**WHAT IS NEEDED**
Write out the material again word for word, dropping any images it holds.

##### SUPPLIED DATA #####

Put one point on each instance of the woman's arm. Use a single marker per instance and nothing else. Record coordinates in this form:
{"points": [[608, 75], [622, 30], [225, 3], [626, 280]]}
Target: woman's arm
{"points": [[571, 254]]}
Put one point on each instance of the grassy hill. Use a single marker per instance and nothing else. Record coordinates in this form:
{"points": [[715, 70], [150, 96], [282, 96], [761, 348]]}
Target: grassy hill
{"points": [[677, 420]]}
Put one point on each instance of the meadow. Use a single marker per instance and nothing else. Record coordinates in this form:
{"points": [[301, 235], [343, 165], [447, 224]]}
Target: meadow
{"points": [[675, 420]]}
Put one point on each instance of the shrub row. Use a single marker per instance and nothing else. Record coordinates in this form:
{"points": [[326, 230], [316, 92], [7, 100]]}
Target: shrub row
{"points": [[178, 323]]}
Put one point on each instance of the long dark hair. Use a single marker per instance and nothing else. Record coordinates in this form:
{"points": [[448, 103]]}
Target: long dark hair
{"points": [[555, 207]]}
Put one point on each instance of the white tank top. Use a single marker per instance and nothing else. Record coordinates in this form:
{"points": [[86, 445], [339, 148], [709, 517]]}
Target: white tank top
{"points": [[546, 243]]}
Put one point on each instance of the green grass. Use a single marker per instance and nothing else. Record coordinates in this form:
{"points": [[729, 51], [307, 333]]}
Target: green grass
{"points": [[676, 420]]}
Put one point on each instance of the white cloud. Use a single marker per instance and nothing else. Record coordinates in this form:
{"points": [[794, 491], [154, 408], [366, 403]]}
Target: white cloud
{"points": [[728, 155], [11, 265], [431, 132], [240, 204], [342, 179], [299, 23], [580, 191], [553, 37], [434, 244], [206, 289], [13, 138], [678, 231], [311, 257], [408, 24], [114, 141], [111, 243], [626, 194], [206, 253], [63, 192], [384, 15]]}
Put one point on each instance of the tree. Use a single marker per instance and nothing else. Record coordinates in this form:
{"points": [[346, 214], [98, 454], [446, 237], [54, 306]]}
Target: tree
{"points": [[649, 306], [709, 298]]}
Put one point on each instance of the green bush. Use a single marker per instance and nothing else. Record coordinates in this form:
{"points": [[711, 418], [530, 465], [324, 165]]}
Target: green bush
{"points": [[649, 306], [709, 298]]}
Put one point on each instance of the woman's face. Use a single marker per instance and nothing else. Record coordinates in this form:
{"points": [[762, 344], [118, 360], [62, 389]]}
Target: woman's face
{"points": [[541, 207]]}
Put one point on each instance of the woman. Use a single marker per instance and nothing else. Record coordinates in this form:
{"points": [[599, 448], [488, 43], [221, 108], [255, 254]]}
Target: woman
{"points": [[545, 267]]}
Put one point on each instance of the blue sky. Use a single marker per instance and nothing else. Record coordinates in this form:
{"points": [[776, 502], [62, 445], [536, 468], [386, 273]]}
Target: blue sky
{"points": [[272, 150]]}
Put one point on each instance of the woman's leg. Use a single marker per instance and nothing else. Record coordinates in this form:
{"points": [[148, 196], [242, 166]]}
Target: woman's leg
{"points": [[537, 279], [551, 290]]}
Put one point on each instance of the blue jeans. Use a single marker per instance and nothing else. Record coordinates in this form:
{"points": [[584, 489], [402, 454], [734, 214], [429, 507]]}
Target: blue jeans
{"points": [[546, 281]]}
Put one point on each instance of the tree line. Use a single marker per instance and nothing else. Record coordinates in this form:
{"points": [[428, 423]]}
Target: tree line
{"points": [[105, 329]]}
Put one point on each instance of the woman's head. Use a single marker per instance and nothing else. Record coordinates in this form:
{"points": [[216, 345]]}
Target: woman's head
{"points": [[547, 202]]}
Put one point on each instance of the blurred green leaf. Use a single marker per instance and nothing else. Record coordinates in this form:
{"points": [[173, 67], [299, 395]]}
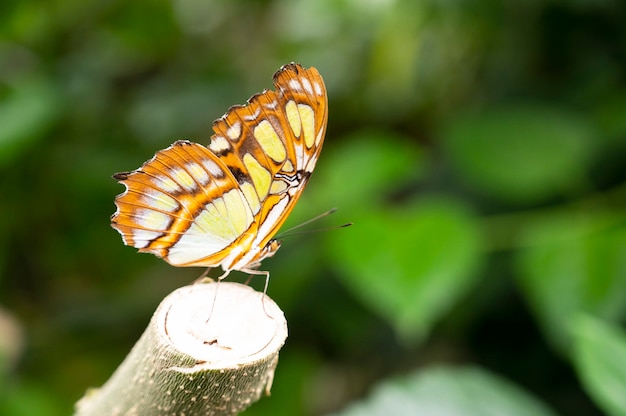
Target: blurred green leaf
{"points": [[600, 357], [520, 153], [448, 392], [26, 111], [410, 264], [360, 171], [573, 264]]}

#####

**SOLUTION BELOW**
Put one point on each instance of the woman's arm. Use a single marker per instance and nothing else. Record coordinates in this form:
{"points": [[608, 75], [622, 30], [225, 3], [626, 280]]}
Target: woman's arm
{"points": [[571, 254]]}
Put one point on each instance of the grassy hill. Use a single marker per instance and nothing else. Record coordinates in this form:
{"points": [[715, 70], [150, 96], [282, 96], [761, 348]]}
Target: grassy hill
{"points": [[677, 420]]}
Put one point on each instance of the meadow. Use a single marker per instance and nothing else. Record coordinates in this form:
{"points": [[301, 235], [343, 165], [447, 224]]}
Target: meadow
{"points": [[675, 420]]}
Put one point on each instance of the shrub row. Use a single marker per instance and nothing else. Record coordinates in this form:
{"points": [[326, 230], [316, 92], [7, 100]]}
Target: shrub row
{"points": [[178, 323]]}
Put one point on each instance of the long dark hair. Use a single marker per instance and nothing else. Record coordinates in this form:
{"points": [[448, 103]]}
Target: long dark hair
{"points": [[555, 207]]}
Put one point on each instance of the white tank top. Use a single marker per instance and nothing else. Record coordinates in this form:
{"points": [[86, 445], [339, 148], [709, 517]]}
Target: white tank top
{"points": [[546, 243]]}
Put one point on each instance of the green grass. Use a single marker per instance and nothing else. Record coordinates in this form:
{"points": [[729, 51], [307, 333]]}
Target: green grass
{"points": [[676, 420]]}
Put one point on each instance of the white cloud. Use a single marker per instance and nothing else. Record coordinates in this form:
{"points": [[794, 491], [154, 408], [366, 403]]}
Target: white cloud
{"points": [[728, 155], [11, 265], [431, 132], [240, 204], [342, 179], [299, 23], [580, 191], [553, 37], [434, 244], [206, 289], [13, 138], [678, 231], [311, 257], [408, 24], [114, 141], [111, 243], [626, 194], [206, 253], [63, 192], [384, 15]]}
Put one point on each instance of the tree. Use a single marker per instance and nothing else. Record coordinates in this form:
{"points": [[346, 214], [98, 454], [446, 237], [54, 306]]}
Target: tree
{"points": [[649, 306], [709, 298]]}
Put one point on each instance of the green bush. Use a single marker per instance and nothing else. Record coordinates in this form:
{"points": [[711, 418], [530, 465], [324, 165]]}
Target: green bush
{"points": [[649, 306], [709, 298]]}
Put one point on each instance of the woman's face. Use a single marker per instance and nothing else. Record coordinates in this form:
{"points": [[762, 344], [118, 360], [62, 389]]}
Target: woman's face
{"points": [[541, 207]]}
Put one point on each instance of the woman. Use a single marker per instance and nothing else. Record coordinates in this form:
{"points": [[599, 448], [488, 43], [221, 108], [255, 254]]}
Target: woman
{"points": [[545, 267]]}
Put one point on each instance of the blue sky. Use a single marker per instance and nothing else. Record coordinates in this form:
{"points": [[776, 502], [62, 445], [536, 468], [386, 273]]}
Target: blue sky
{"points": [[272, 150]]}
Put one point on each instance of the woman's leg. Use a single marker per instance and nothing else. Record coordinates in this form:
{"points": [[148, 196], [242, 166]]}
Target: woman's leg
{"points": [[537, 279], [551, 290]]}
Put one point on each instance of the blue jeans. Use a single marker per instance and nothing else. Record coordinates in this form:
{"points": [[584, 489], [402, 454], [734, 214], [429, 507]]}
Target: blue jeans
{"points": [[546, 281]]}
Put one point on each instance of the tree line. Use a single marker per instance and nothing else. Record coordinates in this form:
{"points": [[428, 423]]}
Target: tree line
{"points": [[105, 329]]}
Put one point on each instance of the woman's head. Use a single marker per instance and nothing else. Record coordinates in this form:
{"points": [[216, 345]]}
Target: woman's head
{"points": [[547, 202]]}
Put one point on each instance of the blurred green leaf. Use a single marker per instance and nothing else. Record coordinates in this form:
{"points": [[173, 67], [299, 395]]}
Target: blurred green leaf
{"points": [[600, 357], [520, 153], [448, 392], [26, 111], [410, 264], [360, 171], [573, 264]]}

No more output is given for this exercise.